▶ TEXT FOR ANALYSIS:
▶

Translate The Content in Your Local Language

Sunday 13 April 2014

Inside the mind of a child with autism

THERAPISTS who specialize in autism often use a child’s own interests, toys or obsessions as a way to connect, and sometimes to reward effort and progress on social skills. The more eye contact a child makes, for example, the more play time he or she gets with those precious maps or stuffed animals.

*****************************************************

Nudged by an author and a former journalist, researchers to study therapy incorporating animated character

*******************************************************
But now a group of scientists and the author of a new book are suggesting that those favourite activities could be harnessed in a deeper, more organic way. If a child is fascinated with animated characters like Thomas the Tank Engine, why not use those characters to prompt social development?

Millions of parents do this routinely, if not systematically, flopping down on the floor with a socially distant child to play act the characters themselves.

 
“We individualise therapy to each child already, so if the child has an affinity for certain animated characters, it’s absolutely worth studying a therapy that incorporates those characters meaningfully,” said Kevin Pelphrey, director of the child neuroscience laboratory at Yale.

He and other researchers, including John D E Gabrieli of the Massachusetts Institute of Technology, Simon Baron-Cohen of the University of Cambridge and Pamela Ventola of Yale, are proposing a study to test the approach.


The idea came from Ron Suskind, a former Wall Street Journal reporter whose new book Life, Animated describes he and his wife Cornelia’s experience reaching their autistic son, Owen, through his fascination with Disney movies like The Little Mermaid and Beauty and the Beast. It was Suskind’s story that first referred to “affinity therapy”.


He approached the researchers to put together a clinical trial based on the idea that some children can develop social and emotional instincts through the characters they love.


“The hypothesis they have put forward is sound, and absolutely worth studying,” said Sally J Rogers, a professor of psychiatry at the MIND Institute of the University of California, Davis. “If you think about these animated characters, they’re strong visual stimuli; the emotions of the characters are exaggerated, those eyebrows and the big eyes, the music accompanying the expressions.”

◀

▶ EXERCISE DIRECTIONS:
Copy the passage of the article on autism therapy that starts at "Millions of parents" and ends at "laboratory at Yale.". The material that follows the article comes from a separate, unrelated source.

▶ DATASET RECORDS:
▶

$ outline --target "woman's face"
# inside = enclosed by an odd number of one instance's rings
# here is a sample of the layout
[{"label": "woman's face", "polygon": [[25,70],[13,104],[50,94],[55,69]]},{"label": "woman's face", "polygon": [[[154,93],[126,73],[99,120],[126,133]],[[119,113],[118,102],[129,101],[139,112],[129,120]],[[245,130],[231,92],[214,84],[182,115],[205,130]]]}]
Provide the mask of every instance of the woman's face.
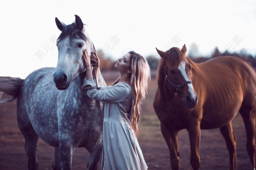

◀

▶ TASK RESULT:
Millions of parents do this routinely, if not systematically, flopping down on the floor with a socially distant child to play act the characters themselves.

 
“We individualise therapy to each child already, so if the child has an affinity for certain animated characters, it’s absolutely worth studying a therapy that incorporates those characters meaningfully,” said Kevin Pelphrey, director of the child neuroscience laboratory at Yale.